### Problem to work on:
Rescale the stretch from the line containing "Thank you for the photograph. Please indicate the black trousers" through the end of the items. Reproduce every line in that stretch, multiplying each answer coordinate by 0.5 and rounding to a whole number with halves rounded up. Leave all other lines and numbers, including the sample coordinates, unchanged.

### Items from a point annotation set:

════════════════

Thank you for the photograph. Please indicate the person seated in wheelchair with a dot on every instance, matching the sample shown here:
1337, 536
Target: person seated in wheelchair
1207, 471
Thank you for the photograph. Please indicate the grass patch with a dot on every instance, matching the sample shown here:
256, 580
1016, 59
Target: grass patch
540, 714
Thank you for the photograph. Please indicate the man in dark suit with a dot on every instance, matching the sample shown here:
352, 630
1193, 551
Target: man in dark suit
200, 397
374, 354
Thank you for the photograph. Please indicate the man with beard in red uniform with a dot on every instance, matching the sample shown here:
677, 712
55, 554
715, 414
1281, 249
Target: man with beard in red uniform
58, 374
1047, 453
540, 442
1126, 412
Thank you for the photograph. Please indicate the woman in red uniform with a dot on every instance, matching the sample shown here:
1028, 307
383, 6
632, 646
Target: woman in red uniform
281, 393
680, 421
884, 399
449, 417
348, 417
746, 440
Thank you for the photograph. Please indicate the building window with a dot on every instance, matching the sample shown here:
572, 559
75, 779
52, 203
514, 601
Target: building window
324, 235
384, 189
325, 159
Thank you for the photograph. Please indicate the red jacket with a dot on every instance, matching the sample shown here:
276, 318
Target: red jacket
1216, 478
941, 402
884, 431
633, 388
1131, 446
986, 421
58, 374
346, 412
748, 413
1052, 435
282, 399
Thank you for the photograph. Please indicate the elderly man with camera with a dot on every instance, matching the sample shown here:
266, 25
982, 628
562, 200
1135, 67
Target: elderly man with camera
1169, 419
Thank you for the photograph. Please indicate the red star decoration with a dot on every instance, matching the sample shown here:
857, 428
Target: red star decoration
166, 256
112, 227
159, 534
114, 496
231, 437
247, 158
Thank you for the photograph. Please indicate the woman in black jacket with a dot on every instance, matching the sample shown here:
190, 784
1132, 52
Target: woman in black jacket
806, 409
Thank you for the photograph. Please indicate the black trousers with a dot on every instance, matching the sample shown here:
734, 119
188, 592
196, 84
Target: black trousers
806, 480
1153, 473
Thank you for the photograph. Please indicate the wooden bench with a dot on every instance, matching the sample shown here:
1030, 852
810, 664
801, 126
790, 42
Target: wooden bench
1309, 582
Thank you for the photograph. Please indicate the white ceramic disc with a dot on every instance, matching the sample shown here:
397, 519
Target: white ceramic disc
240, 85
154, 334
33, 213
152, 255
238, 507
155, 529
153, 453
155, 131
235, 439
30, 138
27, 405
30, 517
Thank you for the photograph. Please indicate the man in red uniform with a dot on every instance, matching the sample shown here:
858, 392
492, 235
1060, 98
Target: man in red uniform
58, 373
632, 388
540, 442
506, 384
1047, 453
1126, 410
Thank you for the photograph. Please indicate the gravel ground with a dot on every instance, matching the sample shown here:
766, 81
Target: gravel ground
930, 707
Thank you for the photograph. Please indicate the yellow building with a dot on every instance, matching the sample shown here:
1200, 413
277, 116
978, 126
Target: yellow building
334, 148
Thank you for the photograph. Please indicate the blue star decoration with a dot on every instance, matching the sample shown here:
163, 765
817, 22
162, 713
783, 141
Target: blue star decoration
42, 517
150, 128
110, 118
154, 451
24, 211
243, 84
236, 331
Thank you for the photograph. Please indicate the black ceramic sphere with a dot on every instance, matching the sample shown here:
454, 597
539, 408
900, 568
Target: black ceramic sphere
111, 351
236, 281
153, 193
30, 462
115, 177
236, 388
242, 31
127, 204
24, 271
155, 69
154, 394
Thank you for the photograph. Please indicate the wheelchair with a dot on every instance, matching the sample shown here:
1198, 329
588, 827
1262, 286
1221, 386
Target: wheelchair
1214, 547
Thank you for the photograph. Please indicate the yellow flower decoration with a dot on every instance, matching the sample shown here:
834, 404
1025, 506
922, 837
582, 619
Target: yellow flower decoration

════════════════

### Output for this task:
Thank you for the photograph. Please indicate the black trousers with a dot on every instance, matching the sample shown here:
734, 119
188, 592
196, 84
Target: black trousers
403, 240
577, 237
Thank you for the photograph. Please indicate the wooden bench with a dot on every instance, matching the sample shown here:
1030, 852
810, 664
801, 126
790, 42
Target: wooden bench
655, 291
Thank you for the photograph. Please indicate the white ceramic disc with a dot on every instance, matching the sample shown here:
397, 519
Target: white ceramic disc
120, 43
77, 167
17, 107
76, 128
119, 254
78, 265
77, 227
78, 66
118, 220
15, 69
14, 203
15, 259
Thank you for the photograph. Please indicate the man in red uniform with a dot on every instance, matching the sample shown here:
858, 392
492, 235
1060, 98
Target: man in red uniform
29, 187
316, 194
270, 221
253, 192
524, 227
563, 205
Thank you for the photograph. Please indicate the gravel ground with a dot on every instance, matching the sample shown here:
766, 81
Target: gravel ground
465, 354
Thank you for the photograph. Please indicate the yellow building with a dot on every instance, matching the sample shown here:
1200, 413
277, 116
978, 126
Target: yellow building
167, 74
Thank you for the photograph. Please indicate the blue star decoration with a dot on every instance, matching the sample shown here:
163, 765
817, 22
162, 713
783, 141
Target: blue star decoration
21, 259
75, 64
55, 59
77, 226
12, 106
122, 42
118, 166
Thank you for the photograph. Please indicate the black ceramic sphere with a dot on every instance, matching the sample shown here:
454, 597
539, 408
900, 568
Target: black ceramic sphere
56, 176
118, 141
77, 97
15, 231
58, 89
118, 194
121, 16
64, 102
12, 136
78, 35
77, 197
Thank you for the photograph. Please indicate the wheelchair with a dot on every instance, matching the sample shown here:
1198, 329
588, 827
1262, 286
1221, 386
Target: wheelchair
607, 274
Thank you for the photograph. Please indicate the yellow flower decoration with a dot on every instance, matching the sample shown here:
834, 404
1025, 506
922, 837
582, 619
Target: yellow flower decoration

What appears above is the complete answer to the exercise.